Your tasks:
(a) Edit the article on migrant fruit pickers in Spain: write it out again from "This year only" to "do more overtime.", putting "temporary workers" in place of "seasonal workers".
(b) Answer these questions from the article on migrant fruit pickers in Spain:
(i) What were soft fruit exports from Huelva worth last year?
(ii) How many seasonal workers made it to Huelva this year?
(iii) How many organisations besides Women's Link wrote to UN agencies?
(c) Carry on the article on migrant fruit pickers in Spain from the point where it stops.

Document extract:
This week a coalition of rights groups and lawyers have appealed to the United Nations to urgently investigate allegations of deteriorating working conditions and a lack of protection for workers against Covid-19 infection.

Related: Rape and abuse: the price of a job in Spain’s strawberry industry?

Every year thousands of migrant workers, mainly women, travel to southern Spain from Morocco on a bilateral visa arrangement to pick soft fruits and berries in Huelva. In early summer the fruit is sent to supermarkets across Europe. Last year, soft fruit exports from Huelva alone were worth €994m.

Spain’s strawberry industry has been plagued by allegations that some Moroccan women working in its export fruit industry have suffered sexual violence, exploitation and assault while working on farms in Huelva.

This year only 7,000 of the estimated 18,000 seasonal workers expected to travel between Morocco and Spain made it to Huelva, as borders shut across Europe in early March to contain the coronavirus outbreak.

Ana Pinto, spokesperson of Jornaleras en Lucha, the workers’ rights group in Huelva, said the labour shortage had led to already vulnerable migrant workers being placed under more pressure to get the fruit off the fields.

“Fewer seasonal workers were able to reach Spain this year,” she said. “This has meant that the conditions in the field, both for locals and for those who have come from abroad, are being much more abusive, [the workers are] having to pick many more kilos, and having to do more overtime.

Masks and gloves are still not being provided, she said: “We reported more than ten companies for not respecting the security measures. In some of them, they are now trying to respect the security distances, making the workers work separately, each in an opposite end of the row. But there are still crowds. The companies have not provided any masks or gloves for anyone, not before nor now.”

Hannah Wilson, a legal advocate at Women’s Link Worldwide in Madrid, a group collecting evidence from unions and workers, said the UN and Spanish authorities need to give the situation urgent attention. “Working and living conditions are worsening. The women aren’t always able to stay 1.5 metres apart, they don’t all have protection or cleaning products. Housing was unsanitary to start with, now people can’t wash their hands, many don’t have access to running water.

Women’s Link and seven other organisations have written to multiple UN agencies outlining what they believe are human rights violations, particularly abuses against women. They are asking the UN to issue a public statement urging the Spanish and Moroccan authorities to protect the human rights of their migrant workforce.

Data shown:
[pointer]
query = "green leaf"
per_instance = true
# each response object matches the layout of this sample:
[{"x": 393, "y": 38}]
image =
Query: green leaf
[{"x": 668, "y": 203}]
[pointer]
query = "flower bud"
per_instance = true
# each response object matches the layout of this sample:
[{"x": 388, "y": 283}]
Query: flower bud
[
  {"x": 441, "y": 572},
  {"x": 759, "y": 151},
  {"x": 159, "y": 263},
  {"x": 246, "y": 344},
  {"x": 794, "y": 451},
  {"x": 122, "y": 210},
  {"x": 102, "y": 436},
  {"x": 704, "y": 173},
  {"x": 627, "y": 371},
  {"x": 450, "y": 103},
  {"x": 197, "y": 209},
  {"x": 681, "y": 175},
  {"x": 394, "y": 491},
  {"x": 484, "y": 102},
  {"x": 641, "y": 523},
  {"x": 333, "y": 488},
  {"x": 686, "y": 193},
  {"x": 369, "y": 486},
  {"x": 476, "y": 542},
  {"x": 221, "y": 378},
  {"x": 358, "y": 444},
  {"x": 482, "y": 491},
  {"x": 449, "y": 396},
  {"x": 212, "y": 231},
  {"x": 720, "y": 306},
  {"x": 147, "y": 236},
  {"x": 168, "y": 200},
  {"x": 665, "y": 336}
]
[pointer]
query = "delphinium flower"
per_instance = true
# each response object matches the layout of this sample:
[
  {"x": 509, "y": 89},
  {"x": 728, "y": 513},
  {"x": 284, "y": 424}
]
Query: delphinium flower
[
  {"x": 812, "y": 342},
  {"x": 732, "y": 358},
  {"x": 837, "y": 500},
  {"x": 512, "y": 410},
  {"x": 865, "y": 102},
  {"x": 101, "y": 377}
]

Responses per task:
(a)
This year only 7,000 of the estimated 18,000 temporary workers expected to travel between Morocco and Spain made it to Huelva, as borders shut across Europe in early March to contain the coronavirus outbreak.

Ana Pinto, spokesperson of Jornaleras en Lucha, the workers’ rights group in Huelva, said the labour shortage had led to already vulnerable migrant workers being placed under more pressure to get the fruit off the fields.

“Fewer temporary workers were able to reach Spain this year,” she said. “This has meant that the conditions in the field, both for locals and for those who have come from abroad, are being much more abusive, [the workers are] having to pick many more kilos, and having to do more overtime.

(b)
(i) €994m
(ii) 7,000
(iii) Seven

(c)
Workers push carts before picking strawberries during a harvest at a farm in Palos de la Frontera, southwest Spain.
Workers push carts before picking strawberries during a harvest at a farm in Palos de la Frontera, southwest Spain. Photograph: Marcelo del Pozo/Reuters

Wilson said: “The vast majority of people involved in picking fruit are women and this Covid 19 crisis is exacerbating existing gender inequalities. These women are vulnerable because they have families at home, young children who are dependent on their income.”

The Guardian has reported on dire and sometimes exploitative conditions in the fruit and vegetable picking regions of southern Spain that supply berries and salad to supermarkets across Europe.

Related: ‘No food, water, masks or gloves': migrant farm workers in Spain at crisis point

Last month Philip Alston, the UN rapporteur on extreme poverty and human rights, visited Spain; his report was highly critical of the conditions for migrant workers in Huelva.

“I visited areas I suspect many Spaniards would not recognise as a part of their country,” Alston said. “In Huelva, I met with workers living in a migrant settlement in conditions that rival the worst I have seen anywhere in the world. They are kilometres away from water, and live without electricity or adequate sanitation.

Wilson said there are fears it will be even harder to challenge rights abuses as coronavirus has caused huge delays in the justice system.

“This pandemic has exacerbated all these problems. We were already facing delays, we have been representing four women since 2018 and are still waiting for that case to go to the labour courts.”